• **Stated exercise**
Rewrite the lines from the one containing "Target: large tree" up to and including the one containing "[(171, 78), (236, 79)]" as a JSON list of strings, one string per line, with blank lines left out.

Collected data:
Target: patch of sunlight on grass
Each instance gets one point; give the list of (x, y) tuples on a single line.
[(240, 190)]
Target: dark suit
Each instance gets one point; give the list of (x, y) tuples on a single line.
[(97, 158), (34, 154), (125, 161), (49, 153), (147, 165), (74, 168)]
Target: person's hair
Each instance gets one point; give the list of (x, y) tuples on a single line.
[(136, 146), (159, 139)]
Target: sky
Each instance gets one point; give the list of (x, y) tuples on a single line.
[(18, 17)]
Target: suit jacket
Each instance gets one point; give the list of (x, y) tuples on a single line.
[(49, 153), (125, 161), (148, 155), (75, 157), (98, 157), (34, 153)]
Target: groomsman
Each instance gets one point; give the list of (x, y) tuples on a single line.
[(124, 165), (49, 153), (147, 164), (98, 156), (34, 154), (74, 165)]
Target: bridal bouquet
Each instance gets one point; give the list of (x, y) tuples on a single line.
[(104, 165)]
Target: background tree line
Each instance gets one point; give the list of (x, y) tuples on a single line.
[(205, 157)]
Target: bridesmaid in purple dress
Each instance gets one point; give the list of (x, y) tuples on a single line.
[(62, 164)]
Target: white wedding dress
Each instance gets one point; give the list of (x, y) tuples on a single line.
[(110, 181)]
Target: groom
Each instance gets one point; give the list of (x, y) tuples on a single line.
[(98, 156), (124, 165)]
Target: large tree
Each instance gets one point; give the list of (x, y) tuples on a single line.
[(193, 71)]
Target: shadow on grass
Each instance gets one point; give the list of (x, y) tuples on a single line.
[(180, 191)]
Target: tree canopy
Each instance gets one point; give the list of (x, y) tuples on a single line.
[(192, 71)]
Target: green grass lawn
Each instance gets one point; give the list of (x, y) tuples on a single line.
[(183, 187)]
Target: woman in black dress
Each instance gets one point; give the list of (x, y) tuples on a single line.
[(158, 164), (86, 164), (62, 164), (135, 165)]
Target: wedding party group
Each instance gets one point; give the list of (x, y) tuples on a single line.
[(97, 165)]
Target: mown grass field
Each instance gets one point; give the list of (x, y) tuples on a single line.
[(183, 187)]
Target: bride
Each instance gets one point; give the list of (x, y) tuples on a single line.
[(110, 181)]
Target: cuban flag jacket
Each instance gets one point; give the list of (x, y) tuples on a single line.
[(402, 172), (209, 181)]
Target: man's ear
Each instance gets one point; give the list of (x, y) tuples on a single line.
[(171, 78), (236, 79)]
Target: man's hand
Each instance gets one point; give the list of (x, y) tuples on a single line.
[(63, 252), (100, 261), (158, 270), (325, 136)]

• **Complete answer**
[
  "Target: large tree",
  "Each instance gets one point; give the list of (x, y) tuples on a single line.",
  "[(193, 71)]",
  "Target: shadow on grass",
  "Each instance gets one point; give the list of (x, y) tuples on a single line.",
  "[(180, 191)]",
  "Target: tree canopy",
  "Each instance gets one point; give the list of (x, y) tuples on a single line.",
  "[(192, 71)]",
  "Target: green grass lawn",
  "Each instance gets one point; give the list of (x, y) tuples on a single line.",
  "[(183, 187)]",
  "Target: woman in black dress",
  "Each instance gets one point; give the list of (x, y) tuples on a single line.",
  "[(158, 164), (86, 164), (62, 164), (135, 165)]",
  "Target: wedding party group",
  "Each instance gets one point; give the list of (x, y) tuples on a single line.",
  "[(97, 165)]",
  "Target: mown grass field",
  "Each instance gets one point; give the list of (x, y) tuples on a single line.",
  "[(183, 187)]",
  "Target: bride",
  "Each instance gets one point; give the list of (x, y) tuples on a single line.",
  "[(110, 181)]",
  "Target: cuban flag jacket",
  "Each instance gets one point; give the list of (x, y) tuples on a single line.",
  "[(402, 172), (209, 181)]",
  "Target: man's ear",
  "Each instance gets one point; give the list of (x, y) tuples on a single line.",
  "[(171, 78), (236, 79)]"
]